DOCUMENT EXCERPT:
········

Two things follow the selection of which of functions -A 120 or -B 135 are executed: the process repeats to create the subsequent images in the sequence; and the output of executing functions -A 120 or -B 135, i.e. the random or original image generated for the current point in the sequence of images (depending on the value of the random seed) is added to the output “stack” for processing by the moderator module 140 and then display in sequence to the end user 145. In effect, as the random or original images are generated, they are then processed and transmitted to the user substantially immediately (subject to any minor delays introduced by internal processing and moderation) in sequence without the system having to wait for the entire sequence of images to be created before beginning transmission of the entire sequence to the user.

The moderator module 140 ensures a predetermined, optionally optimal, delay (or range of permitted delay intervals) occurs between each image being displayed to the user in a generated series of images. Without the moderator module 140 some images may arrive sooner and some later owing to conventional limitations of the network used. Therefore, the moderator module 140 is operable to hold one or more images and then transmit them to a user in order that at the client device the images are displayed substantially evenly and with a substantially appropriate delay between the display of each image in the sequence. The moderator module 140 may also monitor the speed of an Internet connection used, and if the speed is not sufficient to play the live images, it combines all the rendered images with the optimal delays in the form of a single GIF file and then transmits that to a client.

Once the challenge image sequence has been displayed to the user in step 145, the user response is received and the input is verified in step 150 to ensure that the correct text or image has been recognised by the user to verify that they are an actual human user to a substantial level of certainty. The process then comes to an end in step 155 with the user either verified as having identified the text or image correctly and therefore being accepted as a human user, or with the use having failed to identify the text or image correctly and not being accepted as a human user, optionally being prompted by the system to make another attempt at verification (i.e. beginning at step 102 of the process again).

An alternative embodiment to the single stack generator uses two “parallel stack generators” and then mixes the output data at the second stage. The advantage of the single stack generator compared to the parallel stack generators can be to improve the speed of production of the sequence of images by at least 75% as well as improving the quality and clarity of the output results.

In order to integrate and superimpose consecutive (image) frames, they must arrive in the human visual system within a delay threshold value not greater than τ≅40 ms in order to use the persistence of vision effect. Thus, by choosing a substantially optimal value for the parameter λ_θ, we can make sure that the frequency of appearing fa series 120 is sufficient compared to fb series 135 in a single stack generator 100 in order to make the final output results 145 visible to human's visual system using the persistence of vision effect.

It may be important to choose a substantially optimal value for the λ_θ in such a way that two original frames (A-frames) 120 arrive in the stack (also referred to as a pipeline) 130 and are displayed to a user 145 within the accepted inter-stimulus interval (ISI) delay in order for the persistence of vision effect not to “forget” or “lose” the preceding pixel information in a user's brain.

········

SOURCE EXCERPT:
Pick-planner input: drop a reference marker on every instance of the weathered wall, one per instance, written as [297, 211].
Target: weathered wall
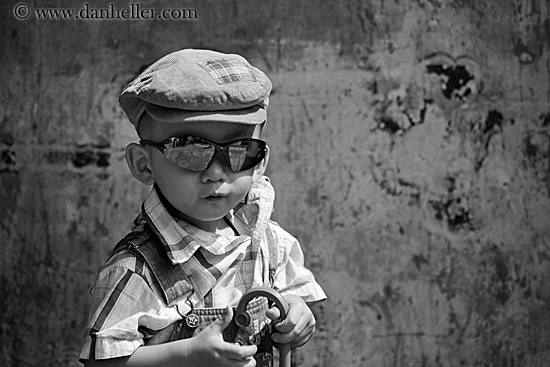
[410, 148]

········

JOBS:
a. In the excerpt on image sequences, which of these statements agree with the text? Mark each yes or no and quote the words that decide it.
(i) When the Internet connection is too slow to play the live images, the moderator module can send the rendered images as one GIF file.
(ii) The system must wait until the entire sequence of images has been created before it starts transmitting.
(iii) The parallel stack generators produce the sequence of images at least 75% faster than the single stack generator.
b. Revise the excerpt on image sequences from "Two things follow" up to and including "to the user.", replacing "end user" with "viewer".

SOLUTIONS FOR EACH TASK:
a.
(i) Yes: "if the speed is not sufficient to play the live images, it combines all the rendered images with the optimal delays in the form of a single GIF file and then transmits that to a client."
(ii) No: "without the system having to wait for the entire sequence of images to be created before beginning transmission of the entire sequence to the user."
(iii) No: "The advantage of the single stack generator compared to the parallel stack generators can be to improve the speed of production of the sequence of images by at least 75%"

b.
Two things follow the selection of which of functions -A 120 or -B 135 are executed: the process repeats to create the subsequent images in the sequence; and the output of executing functions -A 120 or -B 135, i.e. the random or original image generated for the current point in the sequence of images (depending on the value of the random seed) is added to the output “stack” for processing by the moderator module 140 and then display in sequence to the viewer 145. In effect, as the random or original images are generated, they are then processed and transmitted to the user substantially immediately (subject to any minor delays introduced by internal processing and moderation) in sequence without the system having to wait for the entire sequence of images to be created before beginning transmission of the entire sequence to the user.